**Supplied information**
============

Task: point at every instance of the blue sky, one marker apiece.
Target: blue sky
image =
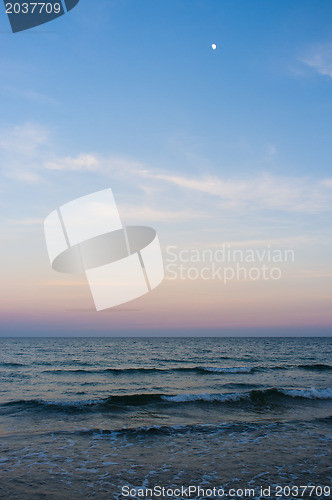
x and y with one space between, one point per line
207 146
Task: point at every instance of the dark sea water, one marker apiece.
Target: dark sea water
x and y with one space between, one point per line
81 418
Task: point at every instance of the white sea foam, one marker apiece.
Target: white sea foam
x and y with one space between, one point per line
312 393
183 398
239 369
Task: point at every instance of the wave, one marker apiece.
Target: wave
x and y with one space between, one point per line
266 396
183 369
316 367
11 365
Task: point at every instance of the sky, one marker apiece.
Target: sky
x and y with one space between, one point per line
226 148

============

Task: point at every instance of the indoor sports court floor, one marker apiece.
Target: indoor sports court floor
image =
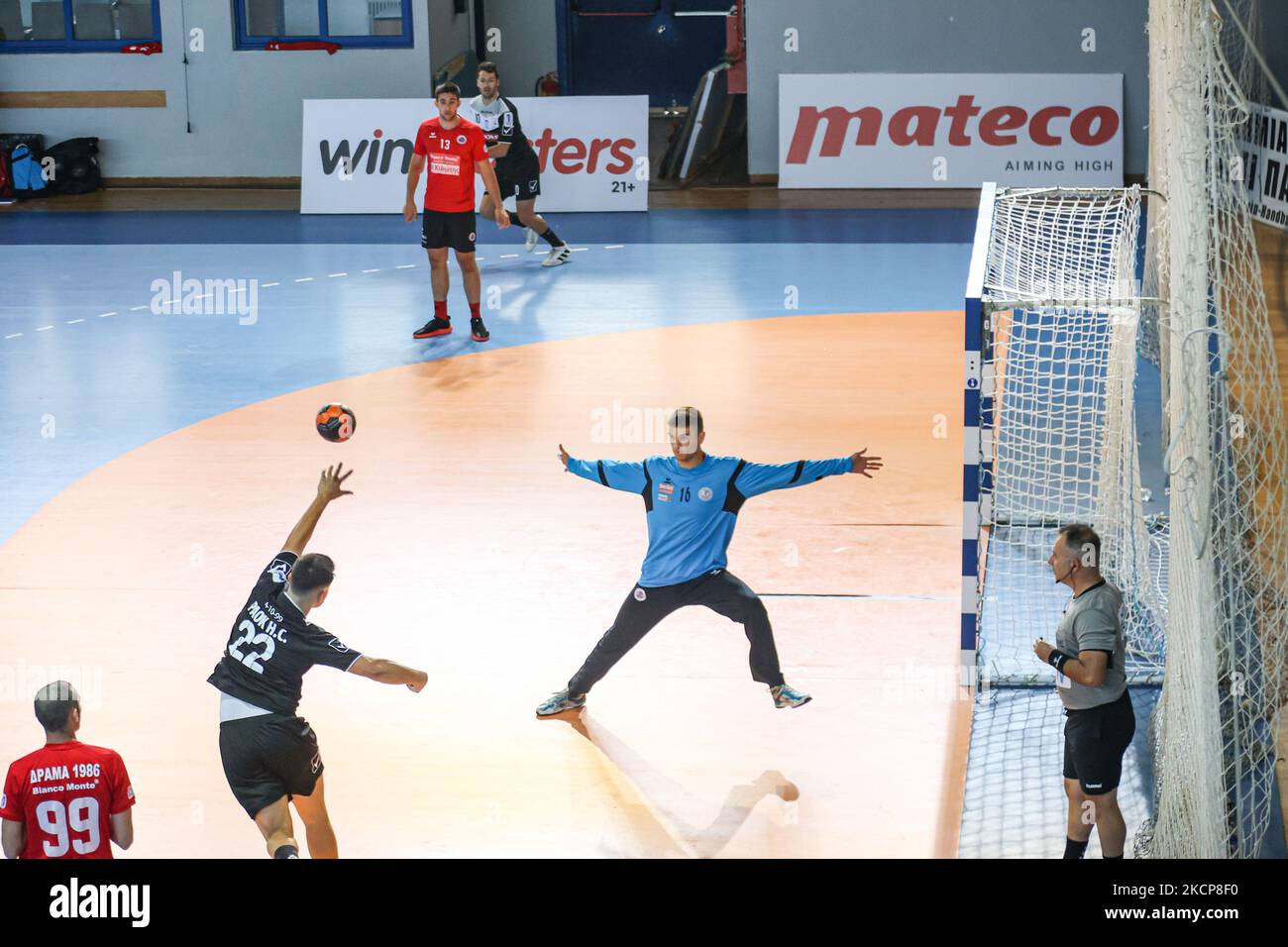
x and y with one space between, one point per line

============

**Instructions to follow**
Return every line of the records that contains the string "Target", treating uppercase and lowercase as different.

**Exercise result**
Target: blue sky
Target: dark sea water
Target: white sea foam
Target: wave
Target: sky
Target: indoor sports court floor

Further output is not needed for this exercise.